Directive:
Copy the advisor agreement from "Notwithstanding the foregoing, the" through "the public domain.", changing "subpoena" to "summons".

Document:
********************

Further, the Advisor agrees that during the term of this Agreement, the
Advisor shall not make, use or permit to be used any notes, memoranda,
reports, lists, records, drawings, sketches, specifications, software
programs, data, documentation, or other materials of any nature arising
out of, or in connection with, this Agreement otherwise than for the
benefit of the Corporation. The Advisor further agrees that he shall not,
after the termination of this Agreement, use or permit to be used any such
notes, memoranda, reports, lists, records, drawings, sketches,
specifications, software programs, data, documentation or other materials,
it is agreed that all of the foregoing shall be and remain the sole and
exclusive property of the Corporation and that immediately upon the
termination of this Agreement, the Advisor shall deliver all of the
foregoing, and all copies thereof in his possession or under his control,
to the Corporation, at its main office.
Notwithstanding the foregoing, the Advisor may disclose information (i)
received from a third party (other than the Corporation) which is not
subject to any confidentiality restriction, (ii) required by law to be
disclosed, including, by way of example and not limitation, pursuant to a
subpoena or other discovery device or a court order, or (iii) already in
the public domain.
(b) If at any time or times during the Advisor's work for the Corporation,
the Advisor (either alone or with others) makes, conceives, creates,
discovers, invents, or reduces to practice any invention, modification,
discovery, design, development, improvement, process, software program,
work of authorship, documentation, formula, data, technique, know-how,
trade secret or intellectual property right whatsoever or any interest
therein (whether or not patentable or registerable under copyright,
trademark or similar statuses (herein called "Developments") that (i)
relates to the business of the Corporation or any of the products or
services being developed, manufactured or sold by the Corporation or which
may be used in relation therewith, (ii) results from tasks assigned the
Advisor by the Corporation or (iii) results from the use of premises or
personal property (whether tangible or intangible) owned, leased or
contracted for by the Corporation, the Advisor shall promptly disclose to
the Corporation (or any persons designated by it) each such Development.
The Advisor hereby assigns any rights (including, but not limited to, any
copyrights and trademarks) the Advisor may have or acquire in the
Developments and benefits and/or rights resulting therefrom to the
Corporation and its assigns without further compensation, as may be
necessary to ensure the Corporation's ownership of such Developments, and
shall communicate, without cost or delay, and without disclosing to others
the same, all available information relating thereto (with all necessary
plans and models) to the Corporation.
The Advisor shall during this Agreement, and at any time thereafter, at
the request and cost of the Corporation, promptly sign, execute make and
do all such deeds, documents, acts and things as the Corporation and its
duly authorized agents may reasonably require (iv) to apply for, obtain
register and vest in the name of the Corporation alone (unless the
Corporation otherwise directs) letters patents, copyrights, trademarks or
other analogous protection relating to the Developments in any country
throughout the world and when so obtained or vested to renew and restore
the same; and (v) to defend any judicial opposition or other proceedings
in respect of such applications and any judicial, opposition or other
proceedings or applications for revocation of such letters patent,
copyright, trademark or other analogous protection.

********************

Material provided:
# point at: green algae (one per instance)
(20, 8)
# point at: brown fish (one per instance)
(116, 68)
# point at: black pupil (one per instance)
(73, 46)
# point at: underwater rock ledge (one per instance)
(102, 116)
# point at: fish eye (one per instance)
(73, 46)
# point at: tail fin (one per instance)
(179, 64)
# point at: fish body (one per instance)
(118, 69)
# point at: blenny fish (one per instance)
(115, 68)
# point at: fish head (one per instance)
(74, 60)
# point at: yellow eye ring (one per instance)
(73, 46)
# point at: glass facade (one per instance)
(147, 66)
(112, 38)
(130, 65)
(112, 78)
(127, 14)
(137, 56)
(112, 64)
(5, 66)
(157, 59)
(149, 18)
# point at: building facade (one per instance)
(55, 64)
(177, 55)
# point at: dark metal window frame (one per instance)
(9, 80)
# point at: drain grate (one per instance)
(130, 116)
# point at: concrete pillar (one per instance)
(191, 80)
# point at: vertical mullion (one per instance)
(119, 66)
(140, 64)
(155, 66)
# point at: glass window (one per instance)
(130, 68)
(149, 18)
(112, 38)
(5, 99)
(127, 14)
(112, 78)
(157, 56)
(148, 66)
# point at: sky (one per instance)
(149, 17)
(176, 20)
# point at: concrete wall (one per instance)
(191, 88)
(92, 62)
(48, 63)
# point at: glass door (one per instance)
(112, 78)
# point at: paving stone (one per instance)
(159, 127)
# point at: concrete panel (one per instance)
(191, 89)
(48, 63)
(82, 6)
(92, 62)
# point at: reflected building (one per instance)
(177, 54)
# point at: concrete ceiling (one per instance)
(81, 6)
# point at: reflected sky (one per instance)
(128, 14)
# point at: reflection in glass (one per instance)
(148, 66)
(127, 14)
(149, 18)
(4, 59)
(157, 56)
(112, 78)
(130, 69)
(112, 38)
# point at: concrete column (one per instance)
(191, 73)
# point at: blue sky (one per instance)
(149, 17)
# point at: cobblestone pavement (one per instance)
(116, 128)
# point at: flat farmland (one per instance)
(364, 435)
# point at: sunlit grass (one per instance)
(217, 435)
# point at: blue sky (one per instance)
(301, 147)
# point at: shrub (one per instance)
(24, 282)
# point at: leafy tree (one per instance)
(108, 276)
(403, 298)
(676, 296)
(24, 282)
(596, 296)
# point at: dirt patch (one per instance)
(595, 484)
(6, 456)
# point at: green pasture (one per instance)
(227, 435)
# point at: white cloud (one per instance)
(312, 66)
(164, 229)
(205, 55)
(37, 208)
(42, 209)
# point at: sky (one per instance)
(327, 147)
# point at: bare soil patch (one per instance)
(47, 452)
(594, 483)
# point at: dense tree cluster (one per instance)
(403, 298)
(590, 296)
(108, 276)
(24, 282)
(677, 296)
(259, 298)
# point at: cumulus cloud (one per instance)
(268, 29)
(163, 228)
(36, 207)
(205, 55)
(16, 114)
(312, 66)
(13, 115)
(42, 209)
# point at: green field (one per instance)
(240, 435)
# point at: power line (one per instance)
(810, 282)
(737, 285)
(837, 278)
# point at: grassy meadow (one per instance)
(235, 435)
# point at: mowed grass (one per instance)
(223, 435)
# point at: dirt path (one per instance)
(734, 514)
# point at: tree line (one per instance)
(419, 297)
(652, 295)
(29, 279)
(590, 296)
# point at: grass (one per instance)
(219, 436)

********************

Exercise result:
Notwithstanding the foregoing, the Advisor may disclose information (i)
received from a third party (other than the Corporation) which is not
subject to any confidentiality restriction, (ii) required by law to be
disclosed, including, by way of example and not limitation, pursuant to a
summons or other discovery device or a court order, or (iii) already in
the public domain.